What is required
Count the lines below that contain the word "parked" and reply with only that number.

## BEGIN Listing

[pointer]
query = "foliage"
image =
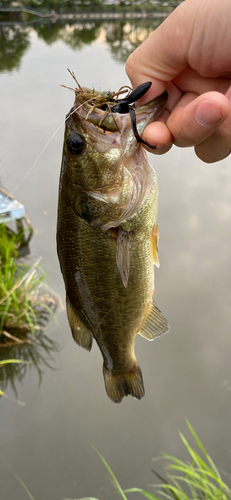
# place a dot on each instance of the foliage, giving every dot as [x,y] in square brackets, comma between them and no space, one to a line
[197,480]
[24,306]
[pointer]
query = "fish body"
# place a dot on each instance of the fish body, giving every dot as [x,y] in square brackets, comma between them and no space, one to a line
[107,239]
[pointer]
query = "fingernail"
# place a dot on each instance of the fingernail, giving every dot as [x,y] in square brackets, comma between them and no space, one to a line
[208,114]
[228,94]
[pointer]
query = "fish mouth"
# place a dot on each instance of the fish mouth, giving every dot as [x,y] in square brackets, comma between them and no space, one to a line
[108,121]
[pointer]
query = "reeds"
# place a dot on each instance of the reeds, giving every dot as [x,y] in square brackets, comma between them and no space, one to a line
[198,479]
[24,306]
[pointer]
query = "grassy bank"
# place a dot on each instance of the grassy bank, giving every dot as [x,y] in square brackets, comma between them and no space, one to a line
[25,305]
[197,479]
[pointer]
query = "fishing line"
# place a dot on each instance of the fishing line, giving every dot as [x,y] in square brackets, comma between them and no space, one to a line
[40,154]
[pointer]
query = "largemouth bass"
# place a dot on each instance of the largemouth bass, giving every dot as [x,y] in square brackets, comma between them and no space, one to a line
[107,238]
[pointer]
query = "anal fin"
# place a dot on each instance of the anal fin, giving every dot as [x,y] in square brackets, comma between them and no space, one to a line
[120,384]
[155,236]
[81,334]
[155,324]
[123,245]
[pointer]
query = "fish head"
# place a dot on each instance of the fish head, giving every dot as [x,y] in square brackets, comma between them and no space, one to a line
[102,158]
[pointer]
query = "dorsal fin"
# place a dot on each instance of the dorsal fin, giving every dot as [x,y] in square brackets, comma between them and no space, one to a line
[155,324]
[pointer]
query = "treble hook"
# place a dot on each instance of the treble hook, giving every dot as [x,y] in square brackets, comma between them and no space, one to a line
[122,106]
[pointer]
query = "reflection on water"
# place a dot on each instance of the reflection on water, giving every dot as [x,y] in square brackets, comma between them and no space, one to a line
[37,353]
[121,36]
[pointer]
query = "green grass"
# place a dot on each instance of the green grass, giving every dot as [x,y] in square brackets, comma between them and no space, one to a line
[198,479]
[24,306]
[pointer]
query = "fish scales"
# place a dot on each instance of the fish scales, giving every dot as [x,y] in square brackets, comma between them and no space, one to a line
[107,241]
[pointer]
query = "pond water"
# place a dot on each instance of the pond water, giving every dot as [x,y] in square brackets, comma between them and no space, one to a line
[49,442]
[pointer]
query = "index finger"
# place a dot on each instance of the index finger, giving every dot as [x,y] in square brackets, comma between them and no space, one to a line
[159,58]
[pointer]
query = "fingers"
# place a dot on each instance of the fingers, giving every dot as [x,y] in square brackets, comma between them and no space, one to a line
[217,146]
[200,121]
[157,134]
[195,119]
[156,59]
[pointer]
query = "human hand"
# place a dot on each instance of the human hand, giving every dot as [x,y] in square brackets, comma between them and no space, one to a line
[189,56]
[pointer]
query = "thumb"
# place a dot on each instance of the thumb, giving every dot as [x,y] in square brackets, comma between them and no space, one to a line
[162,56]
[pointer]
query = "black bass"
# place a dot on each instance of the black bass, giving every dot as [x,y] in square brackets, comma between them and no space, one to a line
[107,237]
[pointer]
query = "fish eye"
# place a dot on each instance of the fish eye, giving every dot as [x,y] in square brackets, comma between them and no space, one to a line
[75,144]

## END Listing
## BEGIN Listing

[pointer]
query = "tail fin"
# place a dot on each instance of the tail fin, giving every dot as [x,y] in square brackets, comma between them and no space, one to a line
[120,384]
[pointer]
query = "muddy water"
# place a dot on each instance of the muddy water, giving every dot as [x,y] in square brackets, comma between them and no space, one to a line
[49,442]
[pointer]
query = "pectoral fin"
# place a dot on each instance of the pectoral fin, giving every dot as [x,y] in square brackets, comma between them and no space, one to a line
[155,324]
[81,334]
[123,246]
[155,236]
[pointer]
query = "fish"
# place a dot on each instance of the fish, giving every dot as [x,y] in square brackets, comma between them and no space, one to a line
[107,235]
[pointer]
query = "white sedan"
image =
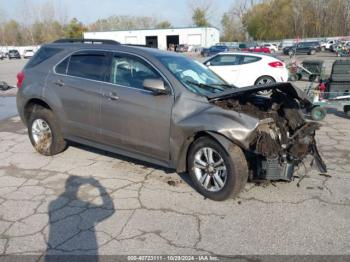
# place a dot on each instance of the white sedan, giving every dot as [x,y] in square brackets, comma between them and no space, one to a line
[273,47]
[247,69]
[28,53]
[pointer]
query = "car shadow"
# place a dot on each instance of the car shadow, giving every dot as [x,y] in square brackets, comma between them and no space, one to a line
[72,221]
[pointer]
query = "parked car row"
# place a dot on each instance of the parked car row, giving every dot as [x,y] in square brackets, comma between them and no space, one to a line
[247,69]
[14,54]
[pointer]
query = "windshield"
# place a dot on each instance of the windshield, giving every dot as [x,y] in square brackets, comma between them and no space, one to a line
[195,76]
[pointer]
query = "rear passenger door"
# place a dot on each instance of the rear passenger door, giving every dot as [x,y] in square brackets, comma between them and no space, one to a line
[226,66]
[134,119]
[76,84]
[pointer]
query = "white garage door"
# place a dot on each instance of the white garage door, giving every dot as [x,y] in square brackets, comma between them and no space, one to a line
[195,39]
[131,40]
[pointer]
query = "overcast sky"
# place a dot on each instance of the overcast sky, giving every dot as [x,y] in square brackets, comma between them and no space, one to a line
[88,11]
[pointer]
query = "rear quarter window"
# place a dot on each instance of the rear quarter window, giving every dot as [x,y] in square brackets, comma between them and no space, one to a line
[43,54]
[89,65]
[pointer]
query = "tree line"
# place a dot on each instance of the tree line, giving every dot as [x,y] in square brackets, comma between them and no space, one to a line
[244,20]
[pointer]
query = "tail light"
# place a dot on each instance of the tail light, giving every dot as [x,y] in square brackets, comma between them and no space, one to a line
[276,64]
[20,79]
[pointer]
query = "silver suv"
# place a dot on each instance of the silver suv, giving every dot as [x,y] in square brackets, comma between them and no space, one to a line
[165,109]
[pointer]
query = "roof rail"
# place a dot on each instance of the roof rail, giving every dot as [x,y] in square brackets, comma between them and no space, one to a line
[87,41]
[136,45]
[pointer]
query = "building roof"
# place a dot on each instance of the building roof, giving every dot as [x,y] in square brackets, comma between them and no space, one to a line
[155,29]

## END Listing

Response for this exercise
2